Stored data:
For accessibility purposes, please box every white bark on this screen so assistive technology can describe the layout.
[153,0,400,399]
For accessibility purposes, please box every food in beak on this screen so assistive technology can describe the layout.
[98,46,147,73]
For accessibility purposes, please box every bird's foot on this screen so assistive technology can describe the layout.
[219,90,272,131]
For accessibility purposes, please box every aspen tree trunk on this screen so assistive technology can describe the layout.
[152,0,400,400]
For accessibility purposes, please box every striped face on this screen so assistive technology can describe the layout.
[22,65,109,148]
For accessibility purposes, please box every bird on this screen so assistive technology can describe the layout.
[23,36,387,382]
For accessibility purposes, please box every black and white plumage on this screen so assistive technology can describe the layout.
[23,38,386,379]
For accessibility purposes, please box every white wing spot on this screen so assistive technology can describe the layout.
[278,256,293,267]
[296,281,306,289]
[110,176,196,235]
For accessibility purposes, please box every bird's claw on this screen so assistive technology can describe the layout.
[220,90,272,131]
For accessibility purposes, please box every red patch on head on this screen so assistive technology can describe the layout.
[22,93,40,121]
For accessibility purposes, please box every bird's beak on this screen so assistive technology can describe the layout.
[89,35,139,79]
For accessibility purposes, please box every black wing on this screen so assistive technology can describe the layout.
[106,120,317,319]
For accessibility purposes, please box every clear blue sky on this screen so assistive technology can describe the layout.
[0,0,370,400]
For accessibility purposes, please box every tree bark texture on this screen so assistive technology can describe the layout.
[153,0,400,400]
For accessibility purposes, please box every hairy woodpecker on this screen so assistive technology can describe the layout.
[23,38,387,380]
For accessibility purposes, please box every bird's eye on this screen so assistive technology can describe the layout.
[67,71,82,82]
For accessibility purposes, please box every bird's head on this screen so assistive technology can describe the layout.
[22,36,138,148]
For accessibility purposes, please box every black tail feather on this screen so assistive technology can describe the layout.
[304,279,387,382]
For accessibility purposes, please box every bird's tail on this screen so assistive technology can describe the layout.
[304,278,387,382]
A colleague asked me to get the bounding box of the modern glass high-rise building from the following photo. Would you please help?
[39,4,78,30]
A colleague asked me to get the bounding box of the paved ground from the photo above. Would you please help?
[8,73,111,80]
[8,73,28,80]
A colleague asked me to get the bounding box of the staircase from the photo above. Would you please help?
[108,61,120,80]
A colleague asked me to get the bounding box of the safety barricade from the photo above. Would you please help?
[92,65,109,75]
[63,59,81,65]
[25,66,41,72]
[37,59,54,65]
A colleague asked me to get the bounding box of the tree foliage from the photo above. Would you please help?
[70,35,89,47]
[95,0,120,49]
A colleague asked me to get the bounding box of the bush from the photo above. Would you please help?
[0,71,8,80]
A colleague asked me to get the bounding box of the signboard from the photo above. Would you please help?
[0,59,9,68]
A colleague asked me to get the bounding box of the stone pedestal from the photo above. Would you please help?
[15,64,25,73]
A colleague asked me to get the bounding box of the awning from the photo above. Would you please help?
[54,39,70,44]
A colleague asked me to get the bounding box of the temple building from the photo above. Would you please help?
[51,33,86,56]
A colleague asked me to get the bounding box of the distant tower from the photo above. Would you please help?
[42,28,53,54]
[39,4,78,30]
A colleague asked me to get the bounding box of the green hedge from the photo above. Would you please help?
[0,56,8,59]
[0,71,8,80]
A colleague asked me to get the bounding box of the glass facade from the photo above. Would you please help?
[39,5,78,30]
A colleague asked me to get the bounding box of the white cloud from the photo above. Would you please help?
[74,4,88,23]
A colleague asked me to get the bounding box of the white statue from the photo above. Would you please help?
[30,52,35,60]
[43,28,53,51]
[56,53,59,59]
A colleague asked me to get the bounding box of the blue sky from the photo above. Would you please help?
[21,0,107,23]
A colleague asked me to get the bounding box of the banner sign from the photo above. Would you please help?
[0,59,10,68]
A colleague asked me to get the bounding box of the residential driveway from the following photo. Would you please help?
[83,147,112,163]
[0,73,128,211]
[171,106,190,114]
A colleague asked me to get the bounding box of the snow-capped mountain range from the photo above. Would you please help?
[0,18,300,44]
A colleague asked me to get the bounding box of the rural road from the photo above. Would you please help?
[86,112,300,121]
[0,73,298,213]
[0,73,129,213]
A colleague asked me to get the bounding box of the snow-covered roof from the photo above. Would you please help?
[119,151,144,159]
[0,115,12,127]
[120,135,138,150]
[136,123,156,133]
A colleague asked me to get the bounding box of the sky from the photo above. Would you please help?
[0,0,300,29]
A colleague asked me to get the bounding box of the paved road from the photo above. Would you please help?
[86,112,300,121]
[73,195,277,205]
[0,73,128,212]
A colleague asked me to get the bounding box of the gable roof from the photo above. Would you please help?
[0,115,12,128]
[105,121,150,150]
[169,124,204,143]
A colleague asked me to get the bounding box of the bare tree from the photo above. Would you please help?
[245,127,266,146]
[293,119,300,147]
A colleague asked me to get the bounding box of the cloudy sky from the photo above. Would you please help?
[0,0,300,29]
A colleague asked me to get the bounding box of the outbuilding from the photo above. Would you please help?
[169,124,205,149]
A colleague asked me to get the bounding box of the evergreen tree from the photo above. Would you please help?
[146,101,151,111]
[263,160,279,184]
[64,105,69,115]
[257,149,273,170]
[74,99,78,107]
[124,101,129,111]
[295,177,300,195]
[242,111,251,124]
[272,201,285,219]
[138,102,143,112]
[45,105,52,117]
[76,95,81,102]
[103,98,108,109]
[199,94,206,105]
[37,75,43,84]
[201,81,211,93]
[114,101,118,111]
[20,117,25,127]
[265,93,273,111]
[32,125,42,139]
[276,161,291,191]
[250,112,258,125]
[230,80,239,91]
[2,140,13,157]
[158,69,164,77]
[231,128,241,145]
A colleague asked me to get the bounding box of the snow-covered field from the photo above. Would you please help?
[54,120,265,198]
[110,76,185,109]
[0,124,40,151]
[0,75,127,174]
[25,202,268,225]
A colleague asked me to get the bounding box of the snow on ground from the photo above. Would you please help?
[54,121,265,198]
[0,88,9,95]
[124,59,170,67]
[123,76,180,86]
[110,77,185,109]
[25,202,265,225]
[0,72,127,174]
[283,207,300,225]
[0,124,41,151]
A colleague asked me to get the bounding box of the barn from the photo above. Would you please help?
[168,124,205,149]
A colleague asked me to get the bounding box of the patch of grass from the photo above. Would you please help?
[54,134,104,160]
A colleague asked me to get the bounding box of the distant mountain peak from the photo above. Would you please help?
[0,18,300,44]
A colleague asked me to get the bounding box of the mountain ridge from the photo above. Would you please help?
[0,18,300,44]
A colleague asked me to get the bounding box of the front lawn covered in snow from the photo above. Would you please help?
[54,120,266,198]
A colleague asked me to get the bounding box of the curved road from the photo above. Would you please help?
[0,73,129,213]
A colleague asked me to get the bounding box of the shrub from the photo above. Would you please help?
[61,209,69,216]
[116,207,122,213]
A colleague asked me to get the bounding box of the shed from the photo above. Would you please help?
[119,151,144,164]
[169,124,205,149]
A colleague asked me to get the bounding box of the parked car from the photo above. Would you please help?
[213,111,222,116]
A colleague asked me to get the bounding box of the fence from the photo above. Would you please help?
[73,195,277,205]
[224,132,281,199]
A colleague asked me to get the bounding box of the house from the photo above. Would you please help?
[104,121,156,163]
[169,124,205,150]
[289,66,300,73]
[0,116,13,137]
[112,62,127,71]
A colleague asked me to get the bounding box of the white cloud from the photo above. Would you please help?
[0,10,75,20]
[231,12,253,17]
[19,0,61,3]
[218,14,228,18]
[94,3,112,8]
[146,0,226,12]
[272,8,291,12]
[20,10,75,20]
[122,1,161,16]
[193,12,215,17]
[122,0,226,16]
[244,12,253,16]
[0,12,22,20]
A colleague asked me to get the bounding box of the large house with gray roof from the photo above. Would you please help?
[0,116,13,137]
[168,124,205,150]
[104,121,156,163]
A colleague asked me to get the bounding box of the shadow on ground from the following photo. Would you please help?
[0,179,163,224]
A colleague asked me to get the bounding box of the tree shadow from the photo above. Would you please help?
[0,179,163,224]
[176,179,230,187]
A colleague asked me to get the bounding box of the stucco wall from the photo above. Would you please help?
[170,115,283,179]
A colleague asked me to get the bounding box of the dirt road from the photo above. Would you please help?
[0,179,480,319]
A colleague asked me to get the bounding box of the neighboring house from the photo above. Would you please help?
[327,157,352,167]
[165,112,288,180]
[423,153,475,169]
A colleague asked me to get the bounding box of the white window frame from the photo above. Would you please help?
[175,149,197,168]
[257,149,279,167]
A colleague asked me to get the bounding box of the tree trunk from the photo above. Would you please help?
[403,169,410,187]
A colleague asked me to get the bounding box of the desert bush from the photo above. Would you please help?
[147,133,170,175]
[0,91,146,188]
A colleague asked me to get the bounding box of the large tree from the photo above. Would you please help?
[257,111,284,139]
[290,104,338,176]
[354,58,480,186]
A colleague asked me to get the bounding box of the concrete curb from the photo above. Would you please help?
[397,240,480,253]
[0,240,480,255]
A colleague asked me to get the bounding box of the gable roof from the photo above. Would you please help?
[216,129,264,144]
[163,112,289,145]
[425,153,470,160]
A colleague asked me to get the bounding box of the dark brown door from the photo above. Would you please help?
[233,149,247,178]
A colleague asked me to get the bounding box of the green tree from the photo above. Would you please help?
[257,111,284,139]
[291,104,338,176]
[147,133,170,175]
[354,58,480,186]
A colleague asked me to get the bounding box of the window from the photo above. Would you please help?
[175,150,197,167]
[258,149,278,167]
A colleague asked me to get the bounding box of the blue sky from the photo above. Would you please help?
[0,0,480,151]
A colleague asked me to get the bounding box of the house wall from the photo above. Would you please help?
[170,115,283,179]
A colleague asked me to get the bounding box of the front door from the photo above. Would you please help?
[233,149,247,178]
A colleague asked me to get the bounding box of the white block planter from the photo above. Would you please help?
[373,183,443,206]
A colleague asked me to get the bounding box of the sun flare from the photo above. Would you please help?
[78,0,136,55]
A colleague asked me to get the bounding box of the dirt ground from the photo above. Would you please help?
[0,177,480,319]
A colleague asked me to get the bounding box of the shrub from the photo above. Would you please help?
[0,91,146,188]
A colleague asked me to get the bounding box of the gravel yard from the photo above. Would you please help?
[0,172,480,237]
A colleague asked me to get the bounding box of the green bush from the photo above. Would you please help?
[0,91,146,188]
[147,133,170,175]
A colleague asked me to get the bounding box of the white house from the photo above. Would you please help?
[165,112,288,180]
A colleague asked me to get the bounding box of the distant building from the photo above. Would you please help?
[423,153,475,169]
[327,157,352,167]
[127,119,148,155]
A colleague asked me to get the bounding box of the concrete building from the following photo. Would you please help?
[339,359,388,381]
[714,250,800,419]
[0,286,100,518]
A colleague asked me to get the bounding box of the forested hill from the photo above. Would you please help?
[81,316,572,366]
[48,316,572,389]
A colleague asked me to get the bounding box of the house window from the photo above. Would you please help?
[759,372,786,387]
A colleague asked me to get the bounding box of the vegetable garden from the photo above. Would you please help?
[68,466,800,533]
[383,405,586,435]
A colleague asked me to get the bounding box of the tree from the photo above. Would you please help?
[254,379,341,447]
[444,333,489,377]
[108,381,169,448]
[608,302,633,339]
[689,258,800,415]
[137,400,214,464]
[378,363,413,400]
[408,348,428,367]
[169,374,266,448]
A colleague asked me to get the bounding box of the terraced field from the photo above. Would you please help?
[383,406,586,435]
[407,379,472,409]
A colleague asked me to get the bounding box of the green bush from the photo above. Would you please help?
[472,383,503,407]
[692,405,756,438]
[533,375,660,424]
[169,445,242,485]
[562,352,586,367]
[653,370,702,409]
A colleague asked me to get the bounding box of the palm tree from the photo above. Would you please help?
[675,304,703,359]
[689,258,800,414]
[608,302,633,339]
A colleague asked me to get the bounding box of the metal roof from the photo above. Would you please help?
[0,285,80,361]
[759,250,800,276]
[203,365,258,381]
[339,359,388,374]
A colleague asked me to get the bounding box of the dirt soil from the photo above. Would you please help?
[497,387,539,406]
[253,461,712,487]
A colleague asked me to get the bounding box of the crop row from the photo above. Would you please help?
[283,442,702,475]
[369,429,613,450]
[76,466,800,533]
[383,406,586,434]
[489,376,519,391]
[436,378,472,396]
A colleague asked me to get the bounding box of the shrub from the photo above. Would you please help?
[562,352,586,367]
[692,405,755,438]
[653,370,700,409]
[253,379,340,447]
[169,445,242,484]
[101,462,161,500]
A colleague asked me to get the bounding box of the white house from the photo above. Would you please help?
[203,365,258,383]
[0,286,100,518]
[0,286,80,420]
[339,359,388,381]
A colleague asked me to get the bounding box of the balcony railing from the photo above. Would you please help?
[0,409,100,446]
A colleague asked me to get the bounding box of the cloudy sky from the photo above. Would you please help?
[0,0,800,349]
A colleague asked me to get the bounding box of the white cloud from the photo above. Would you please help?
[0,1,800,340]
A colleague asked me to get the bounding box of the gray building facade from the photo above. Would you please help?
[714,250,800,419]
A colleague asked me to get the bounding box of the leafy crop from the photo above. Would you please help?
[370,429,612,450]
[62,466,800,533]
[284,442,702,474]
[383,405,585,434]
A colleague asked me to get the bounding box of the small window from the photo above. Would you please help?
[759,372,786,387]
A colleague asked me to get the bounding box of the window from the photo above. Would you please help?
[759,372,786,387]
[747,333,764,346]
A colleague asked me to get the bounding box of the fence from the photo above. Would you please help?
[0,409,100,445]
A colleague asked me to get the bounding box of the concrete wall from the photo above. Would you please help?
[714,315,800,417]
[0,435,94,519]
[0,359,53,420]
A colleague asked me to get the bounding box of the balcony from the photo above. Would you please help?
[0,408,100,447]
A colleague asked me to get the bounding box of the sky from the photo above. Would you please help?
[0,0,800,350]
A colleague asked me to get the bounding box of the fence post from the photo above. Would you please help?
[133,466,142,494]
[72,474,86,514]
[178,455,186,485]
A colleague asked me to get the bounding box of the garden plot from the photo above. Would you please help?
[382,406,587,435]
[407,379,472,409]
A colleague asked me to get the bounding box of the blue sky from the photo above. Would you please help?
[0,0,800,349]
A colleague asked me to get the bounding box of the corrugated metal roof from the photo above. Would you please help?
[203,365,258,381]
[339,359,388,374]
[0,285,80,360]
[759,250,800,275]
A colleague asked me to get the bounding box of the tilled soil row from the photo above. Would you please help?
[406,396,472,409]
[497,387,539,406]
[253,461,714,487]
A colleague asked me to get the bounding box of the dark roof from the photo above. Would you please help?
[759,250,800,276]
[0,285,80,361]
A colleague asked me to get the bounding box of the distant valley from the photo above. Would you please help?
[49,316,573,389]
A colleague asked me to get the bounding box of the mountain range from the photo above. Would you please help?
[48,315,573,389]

Work required: Rewrite the entries between the lines holding "of the outbuilding" and "[231,128,241,145]", inclusive, changing "evergreen tree" to "pine tree" and leaving everything else as it is.

Solved exercise:
A colleague asked me to get the bounding box of the outbuilding from the photo above. Would you please help?
[169,124,205,149]
A colleague asked me to get the bounding box of the pine tree from the photo above. Would you please help?
[146,101,151,111]
[263,160,279,184]
[64,105,69,115]
[257,149,273,170]
[74,99,78,107]
[124,101,129,111]
[295,177,300,195]
[242,111,251,124]
[272,201,285,219]
[138,102,143,112]
[45,105,52,117]
[76,95,81,102]
[103,98,108,109]
[199,94,206,105]
[37,75,43,84]
[201,81,211,93]
[114,101,118,111]
[20,117,25,127]
[265,93,273,111]
[32,125,42,139]
[276,161,291,191]
[250,112,258,125]
[230,80,239,91]
[2,140,13,157]
[158,69,164,77]
[231,128,241,145]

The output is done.